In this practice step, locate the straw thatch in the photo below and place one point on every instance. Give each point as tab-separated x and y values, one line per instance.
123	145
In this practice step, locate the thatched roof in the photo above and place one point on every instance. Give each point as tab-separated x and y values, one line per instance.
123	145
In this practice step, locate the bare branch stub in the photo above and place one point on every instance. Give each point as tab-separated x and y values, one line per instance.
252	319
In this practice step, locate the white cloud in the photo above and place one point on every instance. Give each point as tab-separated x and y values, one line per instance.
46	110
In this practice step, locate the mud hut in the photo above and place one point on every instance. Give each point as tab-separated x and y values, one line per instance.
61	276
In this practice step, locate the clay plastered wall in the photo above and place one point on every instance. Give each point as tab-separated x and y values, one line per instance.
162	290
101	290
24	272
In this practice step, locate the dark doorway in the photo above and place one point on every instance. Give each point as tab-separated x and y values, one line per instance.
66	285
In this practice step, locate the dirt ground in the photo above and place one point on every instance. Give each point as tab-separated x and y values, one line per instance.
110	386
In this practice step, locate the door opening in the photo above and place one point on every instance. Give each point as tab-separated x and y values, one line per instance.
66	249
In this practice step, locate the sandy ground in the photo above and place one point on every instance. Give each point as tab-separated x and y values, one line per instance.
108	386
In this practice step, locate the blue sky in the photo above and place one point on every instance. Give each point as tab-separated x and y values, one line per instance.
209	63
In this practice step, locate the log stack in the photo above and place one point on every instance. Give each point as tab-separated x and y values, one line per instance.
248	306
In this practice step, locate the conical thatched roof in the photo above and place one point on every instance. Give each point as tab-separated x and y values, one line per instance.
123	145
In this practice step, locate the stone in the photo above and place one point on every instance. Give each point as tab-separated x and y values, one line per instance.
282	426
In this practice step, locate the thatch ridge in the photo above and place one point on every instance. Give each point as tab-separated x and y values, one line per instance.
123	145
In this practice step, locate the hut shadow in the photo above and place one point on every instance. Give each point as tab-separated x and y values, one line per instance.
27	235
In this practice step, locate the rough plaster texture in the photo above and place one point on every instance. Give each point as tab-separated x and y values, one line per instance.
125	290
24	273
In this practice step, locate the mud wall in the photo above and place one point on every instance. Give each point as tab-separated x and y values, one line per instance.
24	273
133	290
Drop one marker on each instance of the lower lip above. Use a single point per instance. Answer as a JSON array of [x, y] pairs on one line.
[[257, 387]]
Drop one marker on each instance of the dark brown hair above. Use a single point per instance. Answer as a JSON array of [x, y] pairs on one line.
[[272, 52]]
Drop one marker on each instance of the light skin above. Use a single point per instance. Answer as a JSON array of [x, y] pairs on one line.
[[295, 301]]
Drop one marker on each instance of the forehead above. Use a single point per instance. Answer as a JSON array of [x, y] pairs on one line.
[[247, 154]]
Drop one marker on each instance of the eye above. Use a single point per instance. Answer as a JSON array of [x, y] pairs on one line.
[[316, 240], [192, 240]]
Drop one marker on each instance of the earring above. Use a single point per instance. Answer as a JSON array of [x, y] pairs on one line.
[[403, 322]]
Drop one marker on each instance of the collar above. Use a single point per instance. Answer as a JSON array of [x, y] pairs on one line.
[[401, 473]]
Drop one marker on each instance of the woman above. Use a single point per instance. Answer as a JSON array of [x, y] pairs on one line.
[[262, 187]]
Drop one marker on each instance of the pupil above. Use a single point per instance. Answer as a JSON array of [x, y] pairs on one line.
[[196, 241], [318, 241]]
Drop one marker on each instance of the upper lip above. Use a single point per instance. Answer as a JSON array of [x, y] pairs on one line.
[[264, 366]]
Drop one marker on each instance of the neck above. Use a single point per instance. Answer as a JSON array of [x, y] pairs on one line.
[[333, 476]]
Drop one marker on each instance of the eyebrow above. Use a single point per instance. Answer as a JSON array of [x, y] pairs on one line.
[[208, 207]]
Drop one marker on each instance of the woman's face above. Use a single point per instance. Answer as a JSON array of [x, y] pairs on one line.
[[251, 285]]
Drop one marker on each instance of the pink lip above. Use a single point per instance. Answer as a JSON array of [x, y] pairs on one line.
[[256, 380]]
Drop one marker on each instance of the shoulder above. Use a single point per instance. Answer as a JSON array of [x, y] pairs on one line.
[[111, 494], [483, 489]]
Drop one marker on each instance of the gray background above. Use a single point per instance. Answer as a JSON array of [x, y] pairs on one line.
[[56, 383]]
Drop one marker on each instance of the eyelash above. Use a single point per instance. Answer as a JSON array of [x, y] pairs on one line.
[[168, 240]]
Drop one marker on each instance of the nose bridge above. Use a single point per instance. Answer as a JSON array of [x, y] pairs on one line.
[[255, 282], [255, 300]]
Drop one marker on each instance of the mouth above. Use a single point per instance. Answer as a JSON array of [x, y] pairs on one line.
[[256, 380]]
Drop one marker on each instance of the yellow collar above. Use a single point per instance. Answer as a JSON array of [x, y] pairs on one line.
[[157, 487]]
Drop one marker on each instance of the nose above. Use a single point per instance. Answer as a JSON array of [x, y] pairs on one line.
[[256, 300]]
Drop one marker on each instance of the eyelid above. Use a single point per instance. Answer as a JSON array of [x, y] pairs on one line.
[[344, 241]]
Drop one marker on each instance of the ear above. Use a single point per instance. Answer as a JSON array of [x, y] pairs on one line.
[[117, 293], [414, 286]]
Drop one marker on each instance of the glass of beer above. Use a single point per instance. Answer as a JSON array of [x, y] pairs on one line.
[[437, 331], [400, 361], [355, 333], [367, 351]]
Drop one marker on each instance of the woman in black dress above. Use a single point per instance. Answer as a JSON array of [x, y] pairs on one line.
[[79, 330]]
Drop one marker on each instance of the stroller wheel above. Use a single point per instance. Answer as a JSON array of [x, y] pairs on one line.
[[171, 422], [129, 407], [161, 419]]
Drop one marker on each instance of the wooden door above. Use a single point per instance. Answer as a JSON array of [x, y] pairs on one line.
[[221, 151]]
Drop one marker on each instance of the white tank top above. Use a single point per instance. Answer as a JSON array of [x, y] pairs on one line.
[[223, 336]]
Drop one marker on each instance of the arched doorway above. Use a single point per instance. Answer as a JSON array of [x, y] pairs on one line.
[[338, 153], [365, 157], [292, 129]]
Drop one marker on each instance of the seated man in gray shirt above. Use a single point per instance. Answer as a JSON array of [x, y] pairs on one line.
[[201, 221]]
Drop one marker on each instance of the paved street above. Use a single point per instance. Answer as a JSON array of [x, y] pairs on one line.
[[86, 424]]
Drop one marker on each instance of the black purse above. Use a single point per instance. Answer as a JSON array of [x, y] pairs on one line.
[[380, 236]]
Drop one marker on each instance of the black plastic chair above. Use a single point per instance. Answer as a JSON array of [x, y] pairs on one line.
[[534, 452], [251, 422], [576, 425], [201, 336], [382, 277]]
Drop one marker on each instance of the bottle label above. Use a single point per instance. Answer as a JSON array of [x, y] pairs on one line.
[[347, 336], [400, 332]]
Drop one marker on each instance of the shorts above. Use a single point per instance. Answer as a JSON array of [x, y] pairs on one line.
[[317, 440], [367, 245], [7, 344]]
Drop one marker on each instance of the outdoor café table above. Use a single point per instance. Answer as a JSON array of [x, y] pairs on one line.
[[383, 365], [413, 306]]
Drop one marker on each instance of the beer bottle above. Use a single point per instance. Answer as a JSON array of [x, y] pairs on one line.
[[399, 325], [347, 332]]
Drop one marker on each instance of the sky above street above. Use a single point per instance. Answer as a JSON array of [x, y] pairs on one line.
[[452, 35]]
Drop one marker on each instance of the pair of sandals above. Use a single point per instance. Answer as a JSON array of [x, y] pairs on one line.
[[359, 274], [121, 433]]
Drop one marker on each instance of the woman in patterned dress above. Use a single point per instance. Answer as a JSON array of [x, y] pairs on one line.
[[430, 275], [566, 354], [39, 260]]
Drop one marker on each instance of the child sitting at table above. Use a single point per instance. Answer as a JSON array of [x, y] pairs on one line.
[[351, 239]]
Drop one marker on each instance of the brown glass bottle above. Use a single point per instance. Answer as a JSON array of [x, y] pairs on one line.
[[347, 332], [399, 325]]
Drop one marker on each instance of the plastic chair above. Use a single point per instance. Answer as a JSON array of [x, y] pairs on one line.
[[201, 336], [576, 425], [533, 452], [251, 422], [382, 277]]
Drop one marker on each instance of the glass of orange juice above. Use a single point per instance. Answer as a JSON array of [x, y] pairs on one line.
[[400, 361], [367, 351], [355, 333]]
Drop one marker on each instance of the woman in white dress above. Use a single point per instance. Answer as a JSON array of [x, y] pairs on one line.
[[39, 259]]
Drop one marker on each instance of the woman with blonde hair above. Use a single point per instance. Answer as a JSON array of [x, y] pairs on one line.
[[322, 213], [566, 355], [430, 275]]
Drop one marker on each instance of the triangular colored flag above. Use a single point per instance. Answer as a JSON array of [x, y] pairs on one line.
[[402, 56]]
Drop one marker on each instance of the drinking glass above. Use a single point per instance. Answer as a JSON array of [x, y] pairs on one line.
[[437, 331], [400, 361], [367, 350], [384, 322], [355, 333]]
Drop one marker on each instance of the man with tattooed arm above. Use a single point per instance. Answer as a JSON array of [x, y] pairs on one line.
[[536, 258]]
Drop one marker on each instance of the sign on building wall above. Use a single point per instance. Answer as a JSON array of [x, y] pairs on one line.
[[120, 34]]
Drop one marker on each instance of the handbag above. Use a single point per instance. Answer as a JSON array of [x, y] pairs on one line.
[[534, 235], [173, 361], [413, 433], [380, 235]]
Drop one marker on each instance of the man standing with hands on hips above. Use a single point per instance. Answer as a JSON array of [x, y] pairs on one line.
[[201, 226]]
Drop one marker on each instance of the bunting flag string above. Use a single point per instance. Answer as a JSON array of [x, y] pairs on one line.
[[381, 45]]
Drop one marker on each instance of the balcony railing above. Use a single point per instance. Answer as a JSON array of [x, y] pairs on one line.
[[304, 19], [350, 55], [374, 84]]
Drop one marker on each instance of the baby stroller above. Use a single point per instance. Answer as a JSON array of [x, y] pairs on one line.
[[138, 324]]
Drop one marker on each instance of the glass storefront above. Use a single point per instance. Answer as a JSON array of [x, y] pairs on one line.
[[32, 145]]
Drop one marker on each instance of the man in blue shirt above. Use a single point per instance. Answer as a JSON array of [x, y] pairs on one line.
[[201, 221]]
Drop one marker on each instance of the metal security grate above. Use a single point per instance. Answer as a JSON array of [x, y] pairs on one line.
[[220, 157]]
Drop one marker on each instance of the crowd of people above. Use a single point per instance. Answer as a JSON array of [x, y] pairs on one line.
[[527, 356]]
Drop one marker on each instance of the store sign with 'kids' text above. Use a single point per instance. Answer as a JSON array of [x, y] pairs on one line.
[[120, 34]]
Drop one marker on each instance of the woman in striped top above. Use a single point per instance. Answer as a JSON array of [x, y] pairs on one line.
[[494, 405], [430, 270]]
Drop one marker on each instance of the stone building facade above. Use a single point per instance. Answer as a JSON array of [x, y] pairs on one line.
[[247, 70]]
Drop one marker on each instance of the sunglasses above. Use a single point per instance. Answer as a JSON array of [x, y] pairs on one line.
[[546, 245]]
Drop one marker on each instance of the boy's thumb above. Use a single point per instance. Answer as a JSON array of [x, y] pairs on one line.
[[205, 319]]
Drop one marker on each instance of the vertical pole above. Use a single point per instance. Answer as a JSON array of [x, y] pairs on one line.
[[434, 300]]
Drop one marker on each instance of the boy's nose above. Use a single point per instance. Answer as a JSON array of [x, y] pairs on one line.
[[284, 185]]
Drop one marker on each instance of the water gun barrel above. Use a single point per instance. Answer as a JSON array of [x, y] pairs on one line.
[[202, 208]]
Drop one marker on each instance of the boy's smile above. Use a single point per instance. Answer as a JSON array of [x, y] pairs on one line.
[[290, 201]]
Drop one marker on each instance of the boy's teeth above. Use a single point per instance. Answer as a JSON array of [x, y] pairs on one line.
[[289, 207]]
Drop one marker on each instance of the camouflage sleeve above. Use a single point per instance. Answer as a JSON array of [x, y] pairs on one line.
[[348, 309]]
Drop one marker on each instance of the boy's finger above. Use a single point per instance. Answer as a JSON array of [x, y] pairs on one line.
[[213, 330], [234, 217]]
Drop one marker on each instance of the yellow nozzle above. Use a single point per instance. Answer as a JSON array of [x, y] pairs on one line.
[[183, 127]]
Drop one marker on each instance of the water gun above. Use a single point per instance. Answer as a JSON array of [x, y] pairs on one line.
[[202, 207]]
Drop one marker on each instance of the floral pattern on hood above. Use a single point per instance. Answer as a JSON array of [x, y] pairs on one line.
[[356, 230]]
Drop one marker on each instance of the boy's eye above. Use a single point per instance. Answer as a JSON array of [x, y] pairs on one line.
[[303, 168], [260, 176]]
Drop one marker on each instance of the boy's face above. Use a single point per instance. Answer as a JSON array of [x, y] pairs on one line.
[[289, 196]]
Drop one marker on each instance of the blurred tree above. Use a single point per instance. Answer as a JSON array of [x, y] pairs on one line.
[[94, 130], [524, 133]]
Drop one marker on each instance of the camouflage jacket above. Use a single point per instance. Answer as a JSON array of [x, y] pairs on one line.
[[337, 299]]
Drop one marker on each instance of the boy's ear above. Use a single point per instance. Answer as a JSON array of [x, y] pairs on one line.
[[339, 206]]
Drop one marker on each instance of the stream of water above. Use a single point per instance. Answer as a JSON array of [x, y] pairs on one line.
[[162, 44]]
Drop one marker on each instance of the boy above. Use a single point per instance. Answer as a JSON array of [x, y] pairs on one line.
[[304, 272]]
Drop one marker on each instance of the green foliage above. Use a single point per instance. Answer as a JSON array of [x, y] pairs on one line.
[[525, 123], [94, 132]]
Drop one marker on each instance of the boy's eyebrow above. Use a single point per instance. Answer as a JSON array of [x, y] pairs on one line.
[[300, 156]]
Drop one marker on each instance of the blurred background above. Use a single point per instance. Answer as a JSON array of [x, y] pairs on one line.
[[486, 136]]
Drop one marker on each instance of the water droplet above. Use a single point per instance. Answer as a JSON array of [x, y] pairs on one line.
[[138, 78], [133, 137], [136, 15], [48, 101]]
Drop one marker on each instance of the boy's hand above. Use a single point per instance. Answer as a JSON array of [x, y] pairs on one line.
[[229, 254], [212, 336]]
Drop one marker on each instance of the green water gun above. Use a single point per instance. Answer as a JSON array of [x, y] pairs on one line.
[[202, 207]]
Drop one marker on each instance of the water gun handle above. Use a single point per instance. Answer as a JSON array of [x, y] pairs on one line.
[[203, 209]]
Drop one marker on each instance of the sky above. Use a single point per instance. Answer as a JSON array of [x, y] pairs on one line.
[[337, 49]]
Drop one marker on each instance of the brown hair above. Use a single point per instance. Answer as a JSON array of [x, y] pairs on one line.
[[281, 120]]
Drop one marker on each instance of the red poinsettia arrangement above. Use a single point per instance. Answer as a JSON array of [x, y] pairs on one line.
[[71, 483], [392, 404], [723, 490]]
◆ ◆ ◆ ◆
→ **Task objective**
Would you return, unchanged, the lines from the one containing "Drop one marker on each instance of the sky above." through the end of the entries?

→ **Final answer**
Drop one marker on each instance of the sky above. Use a single point per instance. Answer as a JSON array of [x, y] pairs on one line.
[[337, 49]]
Drop one marker on each instance of the brown hair above. Use a single point per instance. Answer as a JSON array of [x, y] pairs on one line.
[[281, 120]]
Drop one marker on each instance of the red poinsettia arrangement above. Use a single point per instance. Answer as a JSON array of [x, y] pairs on one line.
[[71, 483], [392, 404], [723, 490]]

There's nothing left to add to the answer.